● Brief
Return every line of the entries below that contains the word "convertible", matching case exactly.

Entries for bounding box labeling
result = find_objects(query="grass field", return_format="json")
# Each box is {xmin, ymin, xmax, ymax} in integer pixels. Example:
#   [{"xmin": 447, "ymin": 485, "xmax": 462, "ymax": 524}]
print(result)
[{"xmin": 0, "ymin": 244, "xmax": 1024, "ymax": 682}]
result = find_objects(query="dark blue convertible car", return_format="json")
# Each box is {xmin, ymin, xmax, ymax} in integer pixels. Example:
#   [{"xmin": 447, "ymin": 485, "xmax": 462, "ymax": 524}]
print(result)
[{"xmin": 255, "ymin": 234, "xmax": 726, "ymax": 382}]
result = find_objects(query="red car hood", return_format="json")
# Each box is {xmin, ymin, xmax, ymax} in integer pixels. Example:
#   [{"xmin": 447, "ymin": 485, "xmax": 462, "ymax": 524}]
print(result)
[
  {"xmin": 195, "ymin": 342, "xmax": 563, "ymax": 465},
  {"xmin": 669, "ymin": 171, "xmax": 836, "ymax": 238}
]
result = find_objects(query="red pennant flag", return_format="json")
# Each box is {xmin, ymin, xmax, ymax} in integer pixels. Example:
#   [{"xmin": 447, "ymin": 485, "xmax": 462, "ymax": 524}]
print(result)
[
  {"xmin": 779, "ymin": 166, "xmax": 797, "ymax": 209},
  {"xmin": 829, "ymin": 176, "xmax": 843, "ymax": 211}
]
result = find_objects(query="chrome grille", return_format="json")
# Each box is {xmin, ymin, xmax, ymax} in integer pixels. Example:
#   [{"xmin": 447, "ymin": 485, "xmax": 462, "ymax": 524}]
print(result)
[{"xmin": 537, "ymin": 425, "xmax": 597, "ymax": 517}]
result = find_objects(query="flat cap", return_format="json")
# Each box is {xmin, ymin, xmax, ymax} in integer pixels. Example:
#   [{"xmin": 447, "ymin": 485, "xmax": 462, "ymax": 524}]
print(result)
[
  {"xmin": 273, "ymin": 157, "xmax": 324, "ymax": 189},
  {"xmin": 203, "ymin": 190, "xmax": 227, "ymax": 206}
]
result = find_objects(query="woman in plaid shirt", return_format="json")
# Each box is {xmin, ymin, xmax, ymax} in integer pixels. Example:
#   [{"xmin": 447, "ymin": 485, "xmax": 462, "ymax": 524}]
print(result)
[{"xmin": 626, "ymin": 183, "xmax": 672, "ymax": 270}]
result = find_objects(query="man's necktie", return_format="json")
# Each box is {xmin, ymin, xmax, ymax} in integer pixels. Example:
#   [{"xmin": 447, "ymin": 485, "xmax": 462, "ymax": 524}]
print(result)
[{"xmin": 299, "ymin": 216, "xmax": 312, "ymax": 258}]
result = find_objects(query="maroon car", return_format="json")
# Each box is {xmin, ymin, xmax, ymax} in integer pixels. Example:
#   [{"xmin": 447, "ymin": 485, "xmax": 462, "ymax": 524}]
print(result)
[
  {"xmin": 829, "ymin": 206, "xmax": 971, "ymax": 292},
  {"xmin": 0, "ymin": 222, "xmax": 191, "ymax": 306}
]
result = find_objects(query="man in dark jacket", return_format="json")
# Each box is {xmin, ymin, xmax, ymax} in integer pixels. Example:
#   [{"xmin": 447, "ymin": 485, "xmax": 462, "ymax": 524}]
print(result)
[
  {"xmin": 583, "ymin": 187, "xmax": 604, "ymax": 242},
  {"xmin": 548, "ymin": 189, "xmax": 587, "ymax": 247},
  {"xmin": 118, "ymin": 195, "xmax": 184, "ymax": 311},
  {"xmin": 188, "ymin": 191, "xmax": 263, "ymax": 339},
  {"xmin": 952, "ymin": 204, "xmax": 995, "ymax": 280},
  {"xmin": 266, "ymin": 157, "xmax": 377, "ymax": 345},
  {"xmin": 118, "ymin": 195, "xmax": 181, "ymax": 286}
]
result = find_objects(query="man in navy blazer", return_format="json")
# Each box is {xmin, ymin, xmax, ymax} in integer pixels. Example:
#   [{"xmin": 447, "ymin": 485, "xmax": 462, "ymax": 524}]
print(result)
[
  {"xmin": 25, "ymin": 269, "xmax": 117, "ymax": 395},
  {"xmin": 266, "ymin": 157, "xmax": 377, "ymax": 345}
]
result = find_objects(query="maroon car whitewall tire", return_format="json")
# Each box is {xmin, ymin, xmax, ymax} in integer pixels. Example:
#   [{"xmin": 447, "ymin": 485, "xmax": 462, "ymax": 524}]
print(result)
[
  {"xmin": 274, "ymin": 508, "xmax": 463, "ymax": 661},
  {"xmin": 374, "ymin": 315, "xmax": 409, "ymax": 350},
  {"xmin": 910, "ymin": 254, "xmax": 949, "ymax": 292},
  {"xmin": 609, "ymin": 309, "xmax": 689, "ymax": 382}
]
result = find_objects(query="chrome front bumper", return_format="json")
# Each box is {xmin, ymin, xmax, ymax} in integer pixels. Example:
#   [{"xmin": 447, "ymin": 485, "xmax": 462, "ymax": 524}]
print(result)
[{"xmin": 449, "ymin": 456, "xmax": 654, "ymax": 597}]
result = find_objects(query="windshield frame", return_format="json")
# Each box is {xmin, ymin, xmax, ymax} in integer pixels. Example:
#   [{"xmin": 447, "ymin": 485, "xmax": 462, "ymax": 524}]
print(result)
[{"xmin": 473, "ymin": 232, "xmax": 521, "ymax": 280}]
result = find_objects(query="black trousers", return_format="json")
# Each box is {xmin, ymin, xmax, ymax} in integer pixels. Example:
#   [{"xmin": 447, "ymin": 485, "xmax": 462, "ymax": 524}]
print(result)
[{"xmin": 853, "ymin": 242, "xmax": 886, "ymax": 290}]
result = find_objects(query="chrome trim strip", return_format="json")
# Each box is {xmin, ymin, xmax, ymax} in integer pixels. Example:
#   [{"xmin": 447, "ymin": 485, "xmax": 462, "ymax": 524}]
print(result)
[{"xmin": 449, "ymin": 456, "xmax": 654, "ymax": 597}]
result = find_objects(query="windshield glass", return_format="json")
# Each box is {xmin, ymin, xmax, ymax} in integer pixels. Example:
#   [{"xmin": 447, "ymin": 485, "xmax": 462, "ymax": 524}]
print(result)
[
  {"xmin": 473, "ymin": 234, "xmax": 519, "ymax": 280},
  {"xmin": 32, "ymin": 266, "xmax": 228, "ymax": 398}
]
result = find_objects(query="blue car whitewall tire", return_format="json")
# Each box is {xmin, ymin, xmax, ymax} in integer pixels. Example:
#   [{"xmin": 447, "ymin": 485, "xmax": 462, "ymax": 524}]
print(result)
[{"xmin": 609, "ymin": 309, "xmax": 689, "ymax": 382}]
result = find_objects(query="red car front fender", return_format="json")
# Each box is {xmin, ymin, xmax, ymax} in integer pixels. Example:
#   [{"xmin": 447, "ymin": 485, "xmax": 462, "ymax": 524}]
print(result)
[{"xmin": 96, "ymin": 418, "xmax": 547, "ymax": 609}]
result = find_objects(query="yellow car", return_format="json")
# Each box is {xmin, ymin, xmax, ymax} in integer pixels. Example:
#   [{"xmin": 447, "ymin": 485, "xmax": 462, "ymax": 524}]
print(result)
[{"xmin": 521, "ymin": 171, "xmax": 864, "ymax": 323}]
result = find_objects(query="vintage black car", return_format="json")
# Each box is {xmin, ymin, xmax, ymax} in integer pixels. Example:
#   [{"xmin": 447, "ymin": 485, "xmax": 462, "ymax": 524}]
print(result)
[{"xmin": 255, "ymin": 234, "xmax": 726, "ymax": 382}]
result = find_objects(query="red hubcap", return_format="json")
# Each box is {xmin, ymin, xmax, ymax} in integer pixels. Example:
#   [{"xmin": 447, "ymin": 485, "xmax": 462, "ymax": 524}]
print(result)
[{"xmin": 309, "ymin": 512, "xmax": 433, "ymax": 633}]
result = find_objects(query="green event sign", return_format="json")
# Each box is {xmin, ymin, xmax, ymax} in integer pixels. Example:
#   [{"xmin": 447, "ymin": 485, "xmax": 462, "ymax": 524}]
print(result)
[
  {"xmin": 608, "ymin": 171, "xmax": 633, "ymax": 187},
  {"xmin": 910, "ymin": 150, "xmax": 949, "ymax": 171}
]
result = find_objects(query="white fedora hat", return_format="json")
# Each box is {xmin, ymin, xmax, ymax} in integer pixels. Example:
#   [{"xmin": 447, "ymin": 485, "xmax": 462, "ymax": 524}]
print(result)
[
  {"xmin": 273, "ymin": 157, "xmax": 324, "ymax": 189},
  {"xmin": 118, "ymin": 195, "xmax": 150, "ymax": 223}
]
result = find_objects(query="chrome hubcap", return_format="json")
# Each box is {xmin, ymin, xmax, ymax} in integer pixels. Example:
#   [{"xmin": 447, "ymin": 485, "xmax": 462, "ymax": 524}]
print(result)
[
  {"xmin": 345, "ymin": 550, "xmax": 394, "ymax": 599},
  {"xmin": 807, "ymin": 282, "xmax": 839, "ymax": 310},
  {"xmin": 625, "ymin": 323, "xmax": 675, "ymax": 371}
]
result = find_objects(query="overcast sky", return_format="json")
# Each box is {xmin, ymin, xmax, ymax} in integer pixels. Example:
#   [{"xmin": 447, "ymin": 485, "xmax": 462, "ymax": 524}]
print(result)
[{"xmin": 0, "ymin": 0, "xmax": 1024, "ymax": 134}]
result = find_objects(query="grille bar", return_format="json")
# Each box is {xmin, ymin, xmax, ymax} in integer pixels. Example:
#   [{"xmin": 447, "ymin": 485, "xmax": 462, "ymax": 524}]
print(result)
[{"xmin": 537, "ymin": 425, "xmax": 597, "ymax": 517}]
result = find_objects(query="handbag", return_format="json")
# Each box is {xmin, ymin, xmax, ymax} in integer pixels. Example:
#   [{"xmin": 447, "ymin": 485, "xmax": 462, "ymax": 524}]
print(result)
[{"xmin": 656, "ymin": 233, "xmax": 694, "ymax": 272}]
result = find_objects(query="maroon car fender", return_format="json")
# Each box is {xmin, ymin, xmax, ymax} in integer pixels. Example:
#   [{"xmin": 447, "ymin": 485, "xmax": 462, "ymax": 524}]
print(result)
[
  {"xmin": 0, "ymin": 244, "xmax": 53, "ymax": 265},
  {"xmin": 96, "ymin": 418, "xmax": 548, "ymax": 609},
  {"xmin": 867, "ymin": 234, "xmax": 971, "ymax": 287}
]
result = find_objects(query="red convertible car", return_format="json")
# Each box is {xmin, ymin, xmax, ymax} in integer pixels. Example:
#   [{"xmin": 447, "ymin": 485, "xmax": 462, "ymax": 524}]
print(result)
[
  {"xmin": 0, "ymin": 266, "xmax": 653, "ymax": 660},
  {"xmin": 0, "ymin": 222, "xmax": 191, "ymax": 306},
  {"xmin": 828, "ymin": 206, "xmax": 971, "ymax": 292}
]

● Output
result = find_objects(query="dark blue convertible car", return_format="json")
result = find_objects(query="red convertible car", return_format="json")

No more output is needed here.